--- START Excerpt to read ---

The great train robbery 1903


The Great Train Robbery is a 1903 American silent short Western film written, produced, and directed by Edwin S. Porter, a former Edison Studios cameraman. Actors in the movie included Alfred C. Abadie, Broncho Billy Anderson and Justus D. Barnes, although there were no credits. Though a Western, it was filmed in Milltown, New Jersey. The film was inspired by Scott Marble's 1896 stage play.

Contents

The Great Train Robbery (1903 film) movie scenes

At twelve minutes long, The Great Train Robbery film is considered a milestone in film making, expanding on Porter's previous work Life of an American Fireman. The film used a number of then-unconventional techniques, including composite editing, on-location shooting, and frequent camera movement. The film is one of the earliest to use the technique of cross cutting, in which two scenes are shown to be occurring simultaneously but in different locations. Some prints were also hand colored in certain scenes. Techniques used in The Great Train Robbery were inspired by those used in Frank Mottershaw's British film A Daring Daylight Burglary, released earlier in the year. Film historians now largely consider The Great Train Robbery to be the first American action film and the first Western film with a "recognizable form".

In 1990, The Great Train Robbery was selected for preservation in the United States National Film Registry by the Library of Congress as being "culturally, historically, or aesthetically significant".

The great train robbery


Plot

The film opens with two bandits breaking into a railroad telegraph office, where they force the operator at gunpoint to have a train stopped and to transmit orders for the engineer to fill the locomotive's tender at the station's water tank. They then knock the operator out and tie him up. As the train stops it is boarded by the bandits‍—‌now four. Two bandits enter an express car, kill a messenger and open a box of valuables with dynamite; the others kill the fireman and force the engineer to halt the train and disconnect the locomotive. The bandits then force the passengers off the train and rifle them for their belongings. One passenger tries to escape but is instantly shot down. Carrying their loot, the bandits escape in the locomotive, later stopping in a valley where their horses had been left.

Meanwhile, back in the telegraph office, the bound operator awakens, but he collapses again. His daughter arrives bringing him his meal and cuts him free, and restores him to consciousness by dousing him with water.

There is some comic relief at a dance hall, where an Eastern stranger is forced to dance while the locals fire at his feet. The door suddenly opens and the telegraph operator rushes in to tell them of the robbery. The men quickly form a posse, which overtakes the bandits, and in a final shootout kills them all and recovers the stolen mail.

Final shot

An additional scene of the film is a close-up of the leader of the bandits, played by Justus D. Barnes, who empties his pistol point-blank into the camera. Although it is usually placed at the end, Porter stated that the scene could also appear at the beginning of the film.

--- END Excerpt to read ---

__Your tasks__.
• A. Write out the section of the Great Train Robbery passage that begins at the words "Meanwhile, back in" and stops after "the stolen mail.".
• B. Answer these from the Great Train Robbery passage:
(i) In what town was the film shot?
(ii) In what year was the film chosen for the National Film Registry?
(iii) How does the operator's daughter restore him to consciousness?
• C. List every actor the Great Train Robbery passage names as appearing in the film.

--- START Collected material ---

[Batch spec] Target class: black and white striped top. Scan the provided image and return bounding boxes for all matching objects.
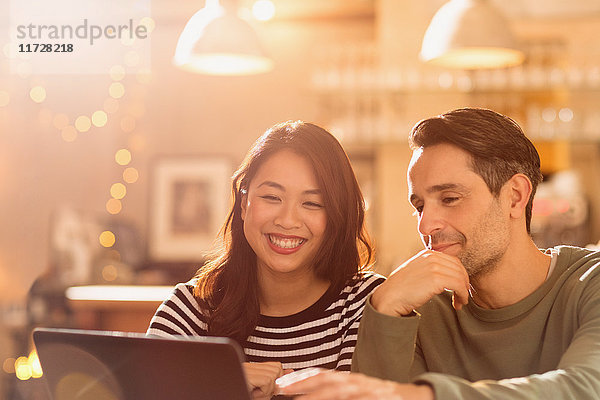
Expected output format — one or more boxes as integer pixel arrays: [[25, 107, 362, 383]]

--- END Collected material ---

__Final results__.
• A.
Meanwhile, back in the telegraph office, the bound operator awakens, but he collapses again. His daughter arrives bringing him his meal and cuts him free, and restores him to consciousness by dousing him with water.

There is some comic relief at a dance hall, where an Eastern stranger is forced to dance while the locals fire at his feet. The door suddenly opens and the telegraph operator rushes in to tell them of the robbery. The men quickly form a posse, which overtakes the bandits, and in a final shootout kills them all and recovers the stolen mail.

• B.
(i) Milltown, New Jersey
(ii) 1990
(iii) She douses him with water.

• C.
Alfred C. Abadie
Broncho Billy Anderson
Justus D. Barnes